Extracted material>
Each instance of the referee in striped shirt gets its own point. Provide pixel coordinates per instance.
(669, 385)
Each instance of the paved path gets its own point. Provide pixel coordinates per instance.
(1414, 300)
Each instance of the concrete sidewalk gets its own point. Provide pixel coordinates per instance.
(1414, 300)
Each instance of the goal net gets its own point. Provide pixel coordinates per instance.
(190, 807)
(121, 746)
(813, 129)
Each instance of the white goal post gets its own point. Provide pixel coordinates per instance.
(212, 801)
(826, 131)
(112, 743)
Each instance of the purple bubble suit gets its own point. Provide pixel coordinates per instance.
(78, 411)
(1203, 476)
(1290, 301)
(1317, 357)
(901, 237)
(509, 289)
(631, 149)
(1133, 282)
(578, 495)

* * *

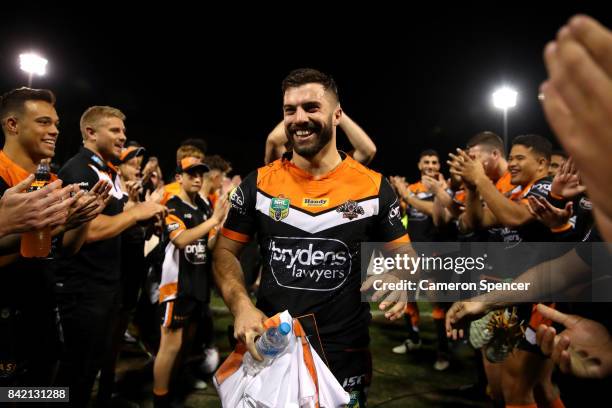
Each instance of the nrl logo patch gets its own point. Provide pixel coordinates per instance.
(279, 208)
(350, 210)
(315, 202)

---

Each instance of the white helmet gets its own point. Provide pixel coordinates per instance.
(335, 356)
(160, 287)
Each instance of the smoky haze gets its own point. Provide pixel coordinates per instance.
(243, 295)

Task directions> Pull out each line in the records above that contains the word "coordinates" and copy those lines in full.

Written response>
Each instance of the referee in striped shirt gets its own point. Provide pixel coordinates per instance.
Each instance of the paved path gets its own point. Provide pixel coordinates per instance.
Each instance of the concrete sidewalk gets its own point. Provide pixel coordinates per instance.
Each instance of the goal net gets its own point. Provide pixel coordinates per instance.
Each instance of the white goal post gets its own point. Provide pixel coordinates per instance.
Each instance of the purple bubble suit gets its own point. Provide pixel coordinates per instance.
Each instance of the nrl logo patch gets its own point. Provide pixel coordinates per instance.
Each instance of the white helmet gets its own point. Provide pixel coordinates per instance.
Each instance of the smoky haze gets its own point. Provide pixel coordinates per instance.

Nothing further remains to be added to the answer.